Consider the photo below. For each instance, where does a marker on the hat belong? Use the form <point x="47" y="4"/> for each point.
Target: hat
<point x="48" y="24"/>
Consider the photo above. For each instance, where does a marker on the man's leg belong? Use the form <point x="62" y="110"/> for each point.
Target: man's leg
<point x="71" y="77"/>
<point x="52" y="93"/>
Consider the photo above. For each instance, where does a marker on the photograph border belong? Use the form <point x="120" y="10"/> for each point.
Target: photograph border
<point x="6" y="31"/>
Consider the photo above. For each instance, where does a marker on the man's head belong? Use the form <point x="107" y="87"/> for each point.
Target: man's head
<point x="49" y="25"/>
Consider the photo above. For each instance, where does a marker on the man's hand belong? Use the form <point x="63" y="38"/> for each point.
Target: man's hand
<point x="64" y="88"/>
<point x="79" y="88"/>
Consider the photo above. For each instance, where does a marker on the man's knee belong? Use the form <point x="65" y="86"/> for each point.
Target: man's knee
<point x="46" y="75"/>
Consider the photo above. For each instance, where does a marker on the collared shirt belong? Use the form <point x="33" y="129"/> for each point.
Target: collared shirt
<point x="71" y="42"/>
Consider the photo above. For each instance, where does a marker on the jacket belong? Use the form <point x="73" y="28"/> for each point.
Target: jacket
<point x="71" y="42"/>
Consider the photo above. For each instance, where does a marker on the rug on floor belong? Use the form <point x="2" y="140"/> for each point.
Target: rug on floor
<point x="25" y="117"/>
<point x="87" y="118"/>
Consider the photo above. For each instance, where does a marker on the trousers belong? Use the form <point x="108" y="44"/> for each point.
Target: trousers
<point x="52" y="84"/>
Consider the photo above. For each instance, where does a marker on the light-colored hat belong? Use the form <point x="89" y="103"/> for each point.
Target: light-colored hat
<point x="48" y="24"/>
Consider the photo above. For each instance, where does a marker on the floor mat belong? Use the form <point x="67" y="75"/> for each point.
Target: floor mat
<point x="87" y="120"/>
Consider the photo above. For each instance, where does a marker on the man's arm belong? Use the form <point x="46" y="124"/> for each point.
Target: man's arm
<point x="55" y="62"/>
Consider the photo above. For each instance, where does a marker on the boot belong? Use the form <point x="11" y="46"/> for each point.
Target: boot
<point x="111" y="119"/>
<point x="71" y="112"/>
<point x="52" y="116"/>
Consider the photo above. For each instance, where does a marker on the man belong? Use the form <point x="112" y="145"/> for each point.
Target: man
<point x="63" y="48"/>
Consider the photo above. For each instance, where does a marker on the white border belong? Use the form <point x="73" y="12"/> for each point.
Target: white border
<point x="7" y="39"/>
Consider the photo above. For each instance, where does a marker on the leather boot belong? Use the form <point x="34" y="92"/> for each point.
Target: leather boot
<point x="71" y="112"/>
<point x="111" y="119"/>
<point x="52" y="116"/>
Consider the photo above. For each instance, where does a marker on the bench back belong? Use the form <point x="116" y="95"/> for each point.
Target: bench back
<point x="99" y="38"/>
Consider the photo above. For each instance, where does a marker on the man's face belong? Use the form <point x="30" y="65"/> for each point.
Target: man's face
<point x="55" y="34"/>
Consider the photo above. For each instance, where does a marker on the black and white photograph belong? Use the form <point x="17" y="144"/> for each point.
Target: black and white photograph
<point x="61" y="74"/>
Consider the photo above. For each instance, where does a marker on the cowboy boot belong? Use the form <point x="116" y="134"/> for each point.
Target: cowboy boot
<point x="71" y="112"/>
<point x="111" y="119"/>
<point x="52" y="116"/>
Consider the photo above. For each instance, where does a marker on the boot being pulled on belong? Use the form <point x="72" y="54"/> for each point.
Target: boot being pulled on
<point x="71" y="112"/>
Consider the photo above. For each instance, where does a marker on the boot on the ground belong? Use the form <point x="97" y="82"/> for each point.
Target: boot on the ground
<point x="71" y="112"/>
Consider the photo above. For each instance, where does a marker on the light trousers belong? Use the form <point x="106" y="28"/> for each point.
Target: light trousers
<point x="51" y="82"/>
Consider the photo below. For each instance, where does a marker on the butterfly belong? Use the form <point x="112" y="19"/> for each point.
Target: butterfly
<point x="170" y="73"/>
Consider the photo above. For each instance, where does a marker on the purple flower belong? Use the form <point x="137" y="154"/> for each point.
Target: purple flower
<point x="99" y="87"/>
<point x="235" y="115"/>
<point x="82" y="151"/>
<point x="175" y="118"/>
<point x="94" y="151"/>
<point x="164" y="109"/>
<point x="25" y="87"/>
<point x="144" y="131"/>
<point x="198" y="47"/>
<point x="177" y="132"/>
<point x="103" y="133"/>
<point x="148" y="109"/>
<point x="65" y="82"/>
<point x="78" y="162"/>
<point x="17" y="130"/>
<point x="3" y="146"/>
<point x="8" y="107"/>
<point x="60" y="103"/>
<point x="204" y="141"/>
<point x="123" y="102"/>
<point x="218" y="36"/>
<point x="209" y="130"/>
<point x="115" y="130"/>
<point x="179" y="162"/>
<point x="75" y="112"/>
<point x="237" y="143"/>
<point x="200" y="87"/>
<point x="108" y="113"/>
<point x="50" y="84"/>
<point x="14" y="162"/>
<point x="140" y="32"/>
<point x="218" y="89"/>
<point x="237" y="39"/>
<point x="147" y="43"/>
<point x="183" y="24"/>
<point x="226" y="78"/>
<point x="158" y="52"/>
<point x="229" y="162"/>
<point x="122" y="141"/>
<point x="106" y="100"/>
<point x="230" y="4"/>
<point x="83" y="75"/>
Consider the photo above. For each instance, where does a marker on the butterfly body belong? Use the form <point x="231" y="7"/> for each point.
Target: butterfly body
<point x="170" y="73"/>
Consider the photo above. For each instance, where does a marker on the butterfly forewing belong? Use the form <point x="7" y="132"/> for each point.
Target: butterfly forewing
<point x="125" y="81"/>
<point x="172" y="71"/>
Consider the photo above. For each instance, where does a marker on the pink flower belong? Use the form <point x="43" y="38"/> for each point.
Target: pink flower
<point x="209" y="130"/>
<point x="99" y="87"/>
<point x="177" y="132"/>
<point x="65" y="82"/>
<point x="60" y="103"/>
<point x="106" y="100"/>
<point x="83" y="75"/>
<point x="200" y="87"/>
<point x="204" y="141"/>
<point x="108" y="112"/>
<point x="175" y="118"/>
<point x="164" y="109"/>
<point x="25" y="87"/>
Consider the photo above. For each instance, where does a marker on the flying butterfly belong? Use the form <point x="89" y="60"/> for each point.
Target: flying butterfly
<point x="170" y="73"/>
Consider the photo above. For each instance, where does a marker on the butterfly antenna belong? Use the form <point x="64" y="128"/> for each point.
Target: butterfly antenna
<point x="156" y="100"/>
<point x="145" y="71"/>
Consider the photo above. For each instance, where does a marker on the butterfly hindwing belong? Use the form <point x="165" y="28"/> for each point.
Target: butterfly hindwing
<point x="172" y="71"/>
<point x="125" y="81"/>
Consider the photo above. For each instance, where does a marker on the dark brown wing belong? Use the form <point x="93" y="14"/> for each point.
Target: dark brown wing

----

Your answer should be the records themselves, returned word for word.

* [Expected output]:
Consider the photo below. For each instance, where does a marker on the hat belong? Use the form <point x="47" y="4"/> for each point.
Target: hat
<point x="48" y="24"/>
Consider the photo above. For each instance, where does a marker on the man's leg belong? Use the form <point x="62" y="110"/> for each point.
Target: man's leg
<point x="71" y="77"/>
<point x="52" y="93"/>
Consider the photo above. For each instance, where does a marker on the photograph border belong? Use the form <point x="120" y="10"/> for each point.
Target: photograph border
<point x="6" y="31"/>
Consider the photo above. For each instance, where does a marker on the man's head belong? Use the form <point x="107" y="87"/> for each point.
Target: man's head
<point x="49" y="25"/>
Consider the photo above. For each instance, where does a marker on the man's hand belong? Use the form <point x="63" y="38"/> for each point.
Target: man's hand
<point x="64" y="88"/>
<point x="79" y="88"/>
Consider the photo above. For each instance, where does a marker on the man's knee belong? Use the form <point x="65" y="86"/> for each point.
Target: man's knee
<point x="46" y="75"/>
Consider the photo above. For each instance, where does a marker on the collared shirt belong? Use the form <point x="33" y="129"/> for each point.
Target: collared shirt
<point x="71" y="42"/>
Consider the photo above. For each instance, where does a marker on the jacket belong? Use the form <point x="73" y="28"/> for each point.
Target: jacket
<point x="71" y="42"/>
Consider the photo above. For each instance, where does a marker on the rug on floor belong? Use the form <point x="2" y="140"/> for each point.
Target: rug on floor
<point x="25" y="117"/>
<point x="87" y="118"/>
Consider the photo above. For each instance, where does a marker on the trousers belong? Use the form <point x="108" y="44"/> for each point.
Target: trousers
<point x="52" y="84"/>
Consider the photo above. For each instance, where does a marker on the light-colored hat belong? Use the form <point x="89" y="103"/> for each point.
Target: light-colored hat
<point x="48" y="24"/>
Consider the photo above. For each instance, where does a marker on the floor mat belong? Use the form <point x="67" y="75"/> for each point.
Target: floor mat
<point x="87" y="120"/>
Consider the photo above. For each instance, where does a marker on the man's arm belong? Use the form <point x="46" y="124"/> for each point.
Target: man's arm
<point x="55" y="62"/>
Consider the photo above. For each instance, where does a marker on the boot belong? Use the form <point x="11" y="46"/> for each point.
Target: boot
<point x="111" y="119"/>
<point x="71" y="112"/>
<point x="52" y="116"/>
Consider the photo above. For each instance, where does a marker on the man belong? Use the form <point x="112" y="145"/> for each point.
Target: man
<point x="63" y="48"/>
Consider the photo above. For each instance, where does a marker on the white border belong? Use the form <point x="73" y="12"/> for each point.
Target: white border
<point x="7" y="39"/>
Consider the photo above. For each instance, where does a marker on the leather boot belong? Use the form <point x="34" y="92"/> for each point.
Target: leather boot
<point x="71" y="112"/>
<point x="111" y="119"/>
<point x="52" y="116"/>
Consider the photo above. For each instance, where does a marker on the bench back belong? Use the form <point x="116" y="95"/> for each point.
Target: bench back
<point x="99" y="38"/>
Consider the photo above. For each instance, where does a marker on the man's face belong? Use the form <point x="30" y="65"/> for each point.
Target: man's face
<point x="55" y="34"/>
Consider the photo above. For each instance, where does a marker on the black and white photograph belong? Use the form <point x="17" y="144"/> for each point.
Target: black and white photograph
<point x="61" y="74"/>
Consider the photo above. For each instance, where does a marker on the cowboy boot belong? Use the form <point x="116" y="134"/> for each point.
Target: cowboy boot
<point x="71" y="112"/>
<point x="111" y="119"/>
<point x="52" y="116"/>
Consider the photo above. For each instance, where does a marker on the boot being pulled on belong? Use the form <point x="72" y="54"/> for each point.
Target: boot being pulled on
<point x="71" y="112"/>
Consider the photo above. For each instance, where does a marker on the boot on the ground belong? Use the form <point x="97" y="82"/> for each point.
Target: boot on the ground
<point x="71" y="112"/>
Consider the photo above. For each instance, where does a marker on the light trousers belong? Use the form <point x="106" y="28"/> for each point.
Target: light trousers
<point x="51" y="82"/>
Consider the photo below. For each instance, where does a marker on the butterfly belong? Use the form <point x="112" y="19"/> for each point.
Target: butterfly
<point x="170" y="73"/>
Consider the photo above. For each instance, where does a marker on the purple flower belong? Use the form <point x="137" y="154"/> for each point.
Target: purple flower
<point x="99" y="87"/>
<point x="235" y="115"/>
<point x="82" y="151"/>
<point x="175" y="118"/>
<point x="94" y="151"/>
<point x="164" y="109"/>
<point x="25" y="87"/>
<point x="144" y="131"/>
<point x="198" y="47"/>
<point x="177" y="132"/>
<point x="103" y="133"/>
<point x="148" y="109"/>
<point x="65" y="82"/>
<point x="78" y="162"/>
<point x="17" y="130"/>
<point x="3" y="146"/>
<point x="8" y="107"/>
<point x="60" y="103"/>
<point x="204" y="141"/>
<point x="123" y="102"/>
<point x="218" y="36"/>
<point x="209" y="130"/>
<point x="115" y="130"/>
<point x="179" y="162"/>
<point x="75" y="112"/>
<point x="237" y="143"/>
<point x="200" y="87"/>
<point x="108" y="113"/>
<point x="50" y="84"/>
<point x="14" y="162"/>
<point x="140" y="32"/>
<point x="218" y="89"/>
<point x="237" y="39"/>
<point x="147" y="43"/>
<point x="183" y="24"/>
<point x="226" y="78"/>
<point x="158" y="52"/>
<point x="229" y="162"/>
<point x="122" y="141"/>
<point x="106" y="100"/>
<point x="230" y="4"/>
<point x="83" y="75"/>
Consider the photo above. For each instance, where does a marker on the butterfly body belong? Use the form <point x="231" y="7"/> for each point.
Target: butterfly body
<point x="170" y="73"/>
Consider the photo above. For each instance, where does a marker on the butterfly forewing belong? Use the form <point x="7" y="132"/> for each point.
Target: butterfly forewing
<point x="125" y="81"/>
<point x="172" y="71"/>
Consider the photo above. For each instance, where does a marker on the pink flower belong? Use the form <point x="43" y="38"/> for each point.
Target: pink flower
<point x="209" y="130"/>
<point x="99" y="87"/>
<point x="177" y="132"/>
<point x="65" y="82"/>
<point x="60" y="103"/>
<point x="106" y="100"/>
<point x="83" y="75"/>
<point x="200" y="87"/>
<point x="204" y="141"/>
<point x="108" y="112"/>
<point x="175" y="118"/>
<point x="164" y="109"/>
<point x="25" y="87"/>
Consider the photo above. For each instance, where does a marker on the flying butterfly belong? Use the form <point x="89" y="60"/> for each point.
Target: flying butterfly
<point x="170" y="73"/>
Consider the photo above. For each instance, where does a marker on the butterfly antenna belong? Use the form <point x="64" y="128"/> for each point.
Target: butterfly antenna
<point x="156" y="100"/>
<point x="145" y="71"/>
Consider the photo above. For each instance, where does a marker on the butterfly hindwing belong? Use the form <point x="165" y="28"/> for each point.
Target: butterfly hindwing
<point x="172" y="71"/>
<point x="125" y="81"/>
Consider the photo above. For each instance, where does a marker on the dark brown wing belong? Use the form <point x="93" y="14"/> for each point.
Target: dark brown wing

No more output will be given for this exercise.